Texto selecionado:
____

Filipe II presidiu ao cortejo, mas o rei de armas Tosão de Ouro (naquele tempo, Antoine de Beaulaincourt, senhor de Bellenville) chefiou o cerimonial; Robert de Berghes, bispo de Liège, celebrou a vigília e a missa; François Richardot, bispo auxiliar de Arras, pregou o sermão em língua francesa. Ninguém ficou de fora: os burgueses e oficiais dos misteres jurados  equivalentes aproximadamente aos cidadãos e às confrarias em Portugal  formaram o público junto às vedações das ruas e havia até mesmo duzentos "pobres", enfileirados um atrás do outro, escoltando lado a lado os criados da Casa do Rei e daquela de seu pai. A esses pobres seguiam os alabardeiros. Todos participaram, porém, segundo os seus estamentos, de pleno acordo com a mundivisão do Antigo Regime.

Com efeito, discernem-se bem seis grupos: o clero, a magistratura, a Casa Real, os cavaleiros do Tosão de Ouro, a administração dos reinos e senhorios e o corpo de archeiros do rei. Em meio ao primeiro grupo, distinguem-se os clérigos da cidade e os da Casa Real, todos presentes, e alguns prelados de fora, mormente abades. O segundo grupo era composto pelos magistrados de Bruxelas e pelos principais dos Países Baixos.

____

Instruções do exercício: De acordo com o texto sobre o cortejo, quem pregou o sermão e em que língua?

Trechos de dados:
____

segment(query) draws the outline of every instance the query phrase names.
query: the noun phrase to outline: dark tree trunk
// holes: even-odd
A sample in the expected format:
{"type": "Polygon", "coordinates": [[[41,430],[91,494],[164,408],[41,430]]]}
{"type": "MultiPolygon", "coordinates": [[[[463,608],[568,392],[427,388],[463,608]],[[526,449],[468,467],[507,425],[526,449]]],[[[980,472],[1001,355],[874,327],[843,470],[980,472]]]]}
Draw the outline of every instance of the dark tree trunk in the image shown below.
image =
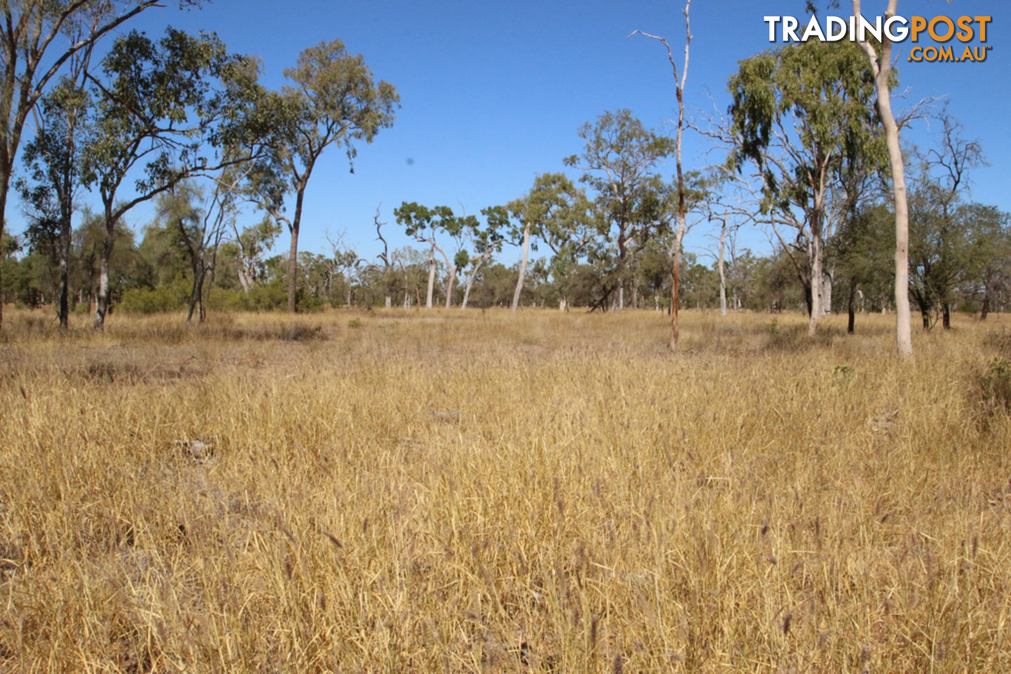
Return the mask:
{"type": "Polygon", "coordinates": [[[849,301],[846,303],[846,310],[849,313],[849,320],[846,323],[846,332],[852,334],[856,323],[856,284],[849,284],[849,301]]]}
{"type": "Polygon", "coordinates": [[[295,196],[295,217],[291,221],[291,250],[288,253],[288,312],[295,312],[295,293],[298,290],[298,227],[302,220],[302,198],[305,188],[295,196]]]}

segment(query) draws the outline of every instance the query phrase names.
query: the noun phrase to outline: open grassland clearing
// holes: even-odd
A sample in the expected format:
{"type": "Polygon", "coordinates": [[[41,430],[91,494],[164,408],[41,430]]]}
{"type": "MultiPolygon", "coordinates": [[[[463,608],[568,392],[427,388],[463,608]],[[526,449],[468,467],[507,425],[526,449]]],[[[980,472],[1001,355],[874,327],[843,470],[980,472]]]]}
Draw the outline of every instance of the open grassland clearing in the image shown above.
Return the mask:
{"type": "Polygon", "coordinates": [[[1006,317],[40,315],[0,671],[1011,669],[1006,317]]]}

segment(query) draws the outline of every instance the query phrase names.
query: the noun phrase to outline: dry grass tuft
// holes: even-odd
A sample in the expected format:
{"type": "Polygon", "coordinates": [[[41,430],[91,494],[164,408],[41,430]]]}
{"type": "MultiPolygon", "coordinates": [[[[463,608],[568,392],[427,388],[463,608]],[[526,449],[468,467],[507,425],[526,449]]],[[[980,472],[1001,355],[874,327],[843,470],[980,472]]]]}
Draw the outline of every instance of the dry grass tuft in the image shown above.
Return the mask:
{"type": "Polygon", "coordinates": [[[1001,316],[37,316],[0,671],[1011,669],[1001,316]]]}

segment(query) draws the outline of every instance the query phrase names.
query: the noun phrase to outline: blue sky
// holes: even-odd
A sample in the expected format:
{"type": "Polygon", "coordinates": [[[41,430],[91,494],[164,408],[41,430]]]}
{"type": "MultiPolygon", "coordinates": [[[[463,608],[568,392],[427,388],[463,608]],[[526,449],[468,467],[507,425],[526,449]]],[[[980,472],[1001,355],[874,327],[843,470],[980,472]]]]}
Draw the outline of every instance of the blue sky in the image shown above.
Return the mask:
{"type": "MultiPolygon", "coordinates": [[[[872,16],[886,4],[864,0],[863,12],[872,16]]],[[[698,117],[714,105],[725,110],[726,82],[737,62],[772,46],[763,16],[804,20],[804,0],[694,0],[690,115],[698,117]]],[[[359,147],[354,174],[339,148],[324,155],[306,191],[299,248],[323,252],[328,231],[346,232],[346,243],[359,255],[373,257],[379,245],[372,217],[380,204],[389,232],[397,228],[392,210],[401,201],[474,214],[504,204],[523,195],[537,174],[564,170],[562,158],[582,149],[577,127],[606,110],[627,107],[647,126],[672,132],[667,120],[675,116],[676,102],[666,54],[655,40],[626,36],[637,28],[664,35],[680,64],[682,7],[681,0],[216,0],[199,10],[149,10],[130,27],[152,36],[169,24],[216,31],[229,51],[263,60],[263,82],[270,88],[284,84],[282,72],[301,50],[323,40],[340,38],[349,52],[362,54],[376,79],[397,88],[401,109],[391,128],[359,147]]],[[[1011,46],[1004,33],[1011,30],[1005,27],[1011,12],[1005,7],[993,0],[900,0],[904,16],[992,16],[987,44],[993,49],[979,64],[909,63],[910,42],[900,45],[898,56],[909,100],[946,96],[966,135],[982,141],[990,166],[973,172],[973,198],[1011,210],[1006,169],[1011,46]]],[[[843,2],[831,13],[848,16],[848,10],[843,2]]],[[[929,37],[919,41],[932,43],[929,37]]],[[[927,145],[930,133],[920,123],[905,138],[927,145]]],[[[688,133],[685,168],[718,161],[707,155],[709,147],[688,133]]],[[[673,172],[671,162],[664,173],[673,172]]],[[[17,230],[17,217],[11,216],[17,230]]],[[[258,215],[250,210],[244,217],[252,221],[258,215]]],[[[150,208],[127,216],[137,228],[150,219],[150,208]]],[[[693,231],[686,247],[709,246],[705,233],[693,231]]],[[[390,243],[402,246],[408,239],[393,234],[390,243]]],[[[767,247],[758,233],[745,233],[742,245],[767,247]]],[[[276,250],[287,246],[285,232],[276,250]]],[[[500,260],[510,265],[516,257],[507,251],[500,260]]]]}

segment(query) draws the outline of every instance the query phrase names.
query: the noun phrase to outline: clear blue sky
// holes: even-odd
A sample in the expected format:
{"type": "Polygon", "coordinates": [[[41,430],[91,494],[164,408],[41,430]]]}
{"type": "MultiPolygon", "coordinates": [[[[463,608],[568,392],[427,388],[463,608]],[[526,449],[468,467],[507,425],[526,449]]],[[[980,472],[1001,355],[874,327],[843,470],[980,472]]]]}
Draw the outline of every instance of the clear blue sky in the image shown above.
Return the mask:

____

Resposta do exercício: François Richardot, bispo auxiliar de Arras, pregou o sermão em língua francesa.